--- Work item ---
Nothing but the data below, returned exactly, should appear in the answer.

--- Records ---
___
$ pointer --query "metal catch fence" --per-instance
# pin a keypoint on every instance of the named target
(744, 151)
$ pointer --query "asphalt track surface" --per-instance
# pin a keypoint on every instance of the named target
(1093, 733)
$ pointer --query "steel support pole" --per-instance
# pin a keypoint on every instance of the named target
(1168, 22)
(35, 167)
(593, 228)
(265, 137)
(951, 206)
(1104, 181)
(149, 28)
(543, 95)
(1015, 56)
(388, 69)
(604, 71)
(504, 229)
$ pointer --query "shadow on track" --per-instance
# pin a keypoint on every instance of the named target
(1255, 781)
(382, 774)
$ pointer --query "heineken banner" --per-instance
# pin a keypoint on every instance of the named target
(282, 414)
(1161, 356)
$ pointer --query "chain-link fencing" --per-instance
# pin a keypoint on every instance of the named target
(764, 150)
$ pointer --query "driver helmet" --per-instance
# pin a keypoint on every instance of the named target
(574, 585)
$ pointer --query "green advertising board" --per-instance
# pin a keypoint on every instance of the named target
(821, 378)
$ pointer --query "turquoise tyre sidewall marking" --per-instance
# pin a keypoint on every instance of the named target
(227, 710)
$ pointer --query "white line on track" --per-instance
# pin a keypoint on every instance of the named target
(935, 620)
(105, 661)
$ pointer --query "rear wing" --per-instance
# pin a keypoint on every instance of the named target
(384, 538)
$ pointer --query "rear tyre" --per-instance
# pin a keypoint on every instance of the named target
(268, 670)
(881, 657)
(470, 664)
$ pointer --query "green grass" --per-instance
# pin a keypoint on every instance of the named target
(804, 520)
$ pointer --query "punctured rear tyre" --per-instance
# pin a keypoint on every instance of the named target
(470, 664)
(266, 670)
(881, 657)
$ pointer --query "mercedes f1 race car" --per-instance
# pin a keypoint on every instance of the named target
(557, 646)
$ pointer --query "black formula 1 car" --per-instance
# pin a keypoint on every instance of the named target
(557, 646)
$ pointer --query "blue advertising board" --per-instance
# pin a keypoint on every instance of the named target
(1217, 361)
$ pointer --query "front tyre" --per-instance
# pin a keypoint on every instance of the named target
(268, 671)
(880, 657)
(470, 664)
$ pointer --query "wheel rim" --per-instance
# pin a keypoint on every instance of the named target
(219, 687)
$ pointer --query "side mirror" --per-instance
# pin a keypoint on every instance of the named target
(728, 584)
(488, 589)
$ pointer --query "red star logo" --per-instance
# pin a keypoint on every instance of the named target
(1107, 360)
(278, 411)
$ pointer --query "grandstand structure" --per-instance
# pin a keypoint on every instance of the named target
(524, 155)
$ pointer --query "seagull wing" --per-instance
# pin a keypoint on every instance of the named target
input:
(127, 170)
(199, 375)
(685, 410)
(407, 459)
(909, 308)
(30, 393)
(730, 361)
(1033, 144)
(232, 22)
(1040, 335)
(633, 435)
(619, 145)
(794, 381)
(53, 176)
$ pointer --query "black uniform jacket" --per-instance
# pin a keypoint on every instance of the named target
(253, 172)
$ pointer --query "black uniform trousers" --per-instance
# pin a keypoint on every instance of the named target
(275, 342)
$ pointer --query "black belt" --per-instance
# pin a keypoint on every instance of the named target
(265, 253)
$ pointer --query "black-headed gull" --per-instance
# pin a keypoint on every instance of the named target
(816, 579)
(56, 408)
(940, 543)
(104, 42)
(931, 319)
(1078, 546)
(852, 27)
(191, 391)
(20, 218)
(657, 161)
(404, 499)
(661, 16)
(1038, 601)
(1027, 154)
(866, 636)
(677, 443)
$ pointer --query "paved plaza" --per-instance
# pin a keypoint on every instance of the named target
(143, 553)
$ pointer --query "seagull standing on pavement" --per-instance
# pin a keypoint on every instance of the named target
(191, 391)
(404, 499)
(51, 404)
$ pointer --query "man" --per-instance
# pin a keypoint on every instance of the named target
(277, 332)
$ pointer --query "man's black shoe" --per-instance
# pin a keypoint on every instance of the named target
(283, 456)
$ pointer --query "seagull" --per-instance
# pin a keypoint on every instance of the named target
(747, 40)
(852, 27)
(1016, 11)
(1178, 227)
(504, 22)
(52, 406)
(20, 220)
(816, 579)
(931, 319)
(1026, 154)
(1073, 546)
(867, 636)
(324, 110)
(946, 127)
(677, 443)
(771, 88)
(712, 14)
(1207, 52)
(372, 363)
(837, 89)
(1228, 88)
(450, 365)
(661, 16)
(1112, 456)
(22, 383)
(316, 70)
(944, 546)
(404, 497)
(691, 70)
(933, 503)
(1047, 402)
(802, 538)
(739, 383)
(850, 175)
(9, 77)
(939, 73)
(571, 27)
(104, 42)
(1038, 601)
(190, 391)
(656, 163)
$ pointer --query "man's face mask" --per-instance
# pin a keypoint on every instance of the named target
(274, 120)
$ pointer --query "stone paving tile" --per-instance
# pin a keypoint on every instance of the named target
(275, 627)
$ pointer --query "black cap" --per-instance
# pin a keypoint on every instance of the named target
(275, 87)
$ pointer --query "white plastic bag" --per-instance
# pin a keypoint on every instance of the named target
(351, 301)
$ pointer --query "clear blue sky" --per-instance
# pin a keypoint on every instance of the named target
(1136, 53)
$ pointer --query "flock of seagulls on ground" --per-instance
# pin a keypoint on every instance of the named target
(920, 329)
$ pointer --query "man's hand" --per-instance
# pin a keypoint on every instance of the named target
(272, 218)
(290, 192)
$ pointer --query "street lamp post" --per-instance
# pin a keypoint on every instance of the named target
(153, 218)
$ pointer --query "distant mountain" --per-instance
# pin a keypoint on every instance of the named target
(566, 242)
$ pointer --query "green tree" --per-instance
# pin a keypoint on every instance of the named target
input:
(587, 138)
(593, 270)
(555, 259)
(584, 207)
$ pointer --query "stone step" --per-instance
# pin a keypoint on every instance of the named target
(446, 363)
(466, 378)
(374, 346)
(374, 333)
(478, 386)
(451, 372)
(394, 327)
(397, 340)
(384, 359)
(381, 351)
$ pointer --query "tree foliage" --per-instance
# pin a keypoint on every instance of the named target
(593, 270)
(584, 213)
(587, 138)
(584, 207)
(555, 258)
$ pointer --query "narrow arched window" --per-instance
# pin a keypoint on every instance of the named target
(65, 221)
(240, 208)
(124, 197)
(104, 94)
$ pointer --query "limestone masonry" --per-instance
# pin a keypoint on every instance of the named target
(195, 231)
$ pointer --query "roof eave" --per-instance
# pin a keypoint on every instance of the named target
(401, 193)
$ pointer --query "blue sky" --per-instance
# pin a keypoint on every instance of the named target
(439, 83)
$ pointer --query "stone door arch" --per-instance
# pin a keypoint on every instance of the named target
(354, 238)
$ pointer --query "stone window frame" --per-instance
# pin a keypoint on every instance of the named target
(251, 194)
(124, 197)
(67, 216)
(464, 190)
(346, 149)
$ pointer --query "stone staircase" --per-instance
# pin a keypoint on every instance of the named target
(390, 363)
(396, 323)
___
--- Your response ---
$ pointer --query "metal catch fence" --per-instance
# pin a keypoint on every instance of the named target
(744, 151)
$ pointer --query "asphalt track surface" --per-instance
# pin a keypoint on every instance of the named target
(1093, 733)
$ pointer --query "steel support pole" --per-instance
# pin a keypoint on every instance of the named target
(1168, 22)
(35, 167)
(593, 228)
(265, 137)
(951, 206)
(1104, 181)
(149, 28)
(543, 95)
(1015, 56)
(388, 69)
(604, 71)
(504, 229)
$ pointer --query "shadow on track" --per-instance
# pin a keypoint on every instance of the named target
(1255, 781)
(382, 774)
$ pointer --query "heineken banner" --per-instance
# pin a keypoint on every instance of the named target
(282, 414)
(1161, 356)
$ pointer --query "chain-link fencing" --per-instance
# pin a keypoint on every instance of the named target
(764, 150)
$ pointer --query "driver helmet" --per-instance
# pin a keypoint on every instance of the named target
(574, 585)
$ pointer --query "green advertising board" --per-instance
# pin a keypoint on every instance of the named target
(821, 378)
$ pointer --query "turquoise tyre sidewall marking" --per-instance
# pin a keypoint on every instance of the named target
(227, 710)
$ pointer --query "white line on track" --per-instance
# pin a keypoint on every instance of the named target
(935, 620)
(105, 661)
$ pointer --query "rear wing" --per-instance
# pin a keypoint on every instance of the named target
(384, 538)
$ pointer --query "rear tyre" --per-instance
# pin a keypoint on every instance of the named target
(268, 670)
(881, 657)
(470, 664)
$ pointer --query "green grass" --per-instance
# pin a keypoint on every instance of the named target
(804, 520)
$ pointer --query "punctured rear tyre" --per-instance
# pin a keypoint on every instance of the named target
(470, 664)
(266, 670)
(881, 657)
$ pointer --query "mercedes f1 race car" --per-instance
# pin a keypoint on every instance of the named target
(557, 646)
$ pointer --query "black formula 1 car" --per-instance
# pin a keypoint on every instance of the named target
(557, 646)
$ pointer --query "blue advertising board" --per-instance
# pin a keypoint on every instance of the named target
(1217, 361)
$ pointer --query "front tyre" --per-instance
# pin a keypoint on every instance of the named target
(268, 671)
(880, 657)
(470, 664)
$ pointer --query "wheel rim" --per-instance
# pin a keypoint on every instance of the named target
(219, 687)
$ pointer --query "side mirror" --per-instance
# pin a keypoint on every instance of the named target
(728, 584)
(488, 589)
$ pointer --query "red star logo" --per-instance
# pin a keypoint on every instance of the named target
(1107, 360)
(278, 411)
$ pointer --query "grandstand structure" --per-instance
# pin a keypoint on every instance of the named target
(524, 155)
$ pointer --query "seagull wing" --per-instance
# pin a keypoint on every instance of the named target
input:
(127, 170)
(199, 375)
(685, 410)
(407, 459)
(909, 308)
(30, 393)
(730, 361)
(1033, 144)
(232, 22)
(1040, 335)
(633, 435)
(619, 145)
(794, 381)
(53, 176)
$ pointer --query "black uniform jacket" --per-instance
# pin a keypoint on every instance of the named target
(253, 172)
$ pointer --query "black uniform trousers" --per-instance
# pin a keypoint on every instance of the named target
(275, 342)
$ pointer --query "black belt" --per-instance
# pin a keypoint on every instance of the named target
(265, 253)
$ pointer --query "black-headed gull" --per-instance
# pin a keypoint on every instance of the named target
(816, 579)
(56, 408)
(940, 543)
(104, 42)
(931, 319)
(1078, 546)
(852, 27)
(191, 391)
(20, 218)
(657, 161)
(404, 499)
(661, 16)
(1038, 601)
(1027, 154)
(866, 636)
(677, 443)
$ pointer --query "paved plaza" --per-instance
# pin a keypoint on every instance of the named target
(143, 553)
$ pointer --query "seagull standing on pavement" --per-instance
# pin a keypoint on every instance of the named target
(191, 391)
(404, 499)
(51, 404)
$ pointer --query "man" --per-instance
# pin a keypoint on every instance of the named target
(277, 332)
$ pointer --query "man's black shoe" --per-instance
# pin a keypoint on every instance of the named target
(283, 456)
$ pointer --query "seagull" --per-instance
# pin a keypoint on every instance of the named target
(747, 40)
(852, 27)
(1016, 11)
(1178, 227)
(504, 22)
(52, 406)
(20, 220)
(816, 579)
(931, 319)
(1026, 154)
(1073, 546)
(867, 636)
(324, 110)
(946, 127)
(677, 443)
(771, 88)
(712, 14)
(1207, 52)
(372, 363)
(837, 89)
(1228, 88)
(450, 365)
(661, 16)
(1112, 456)
(22, 383)
(316, 70)
(944, 546)
(404, 497)
(691, 70)
(933, 503)
(1047, 402)
(802, 538)
(739, 383)
(850, 175)
(9, 77)
(939, 73)
(571, 27)
(104, 42)
(1038, 601)
(190, 391)
(656, 163)
$ pointer --query "man's face mask" --per-instance
# pin a keypoint on every instance of the named target
(274, 120)
$ pointer --query "stone paving tile" --per-instance
# pin a keypoint on every instance of the named target
(275, 627)
$ pointer --query "black cap" --per-instance
# pin a keypoint on every instance of the named target
(275, 87)
$ pointer --query "white plastic bag" --per-instance
# pin a keypoint on every instance of the named target
(351, 301)
$ pointer --query "clear blue sky" --per-instance
# pin a keypoint on every instance of the named target
(1136, 53)
$ pointer --query "flock of seagulls on ground" --per-instance
# pin a keypoint on every instance of the named target
(920, 329)
$ pointer --query "man's hand" --per-instance
# pin a keypoint on every instance of the named target
(272, 218)
(290, 192)
$ pointer --query "street lamp post" --per-instance
# pin a keypoint on every instance of the named target
(153, 218)
$ pointer --query "distant mountain" --per-instance
# pin a keypoint on every instance of the named target
(566, 242)
$ pointer --query "green tree" --per-instance
# pin a keypoint on every instance of the named target
input:
(587, 138)
(593, 270)
(555, 259)
(584, 207)
$ pointer --query "stone step" --per-instance
# pin a keypoint on every instance of the named target
(446, 363)
(466, 378)
(374, 346)
(374, 333)
(478, 386)
(451, 372)
(394, 327)
(397, 340)
(384, 359)
(381, 351)
$ pointer --query "tree foliage" --per-instance
# pin a keypoint on every instance of the named target
(593, 270)
(584, 213)
(587, 138)
(584, 207)
(555, 258)
$ pointer --query "narrow arched window" --per-instance
# pin a keypoint on every instance of the named target
(65, 221)
(240, 208)
(124, 197)
(104, 94)
$ pointer --query "limestone masonry" --per-instance
# pin a keypoint on every instance of the named target
(195, 231)
$ pointer --query "roof eave" --per-instance
# pin a keypoint on every instance of the named target
(401, 193)
$ pointer --query "blue sky" --per-instance
# pin a keypoint on every instance of the named target
(439, 83)
$ pointer --query "stone door arch" --per-instance
# pin a keypoint on every instance of the named target
(354, 238)
$ pointer --query "stone window frame" --per-instance
# pin a keypoint on every instance of the named target
(251, 194)
(124, 197)
(67, 216)
(464, 190)
(346, 149)
$ pointer --query "stone staircase" --per-instance
# pin a keypoint on every instance of the named target
(390, 363)
(396, 323)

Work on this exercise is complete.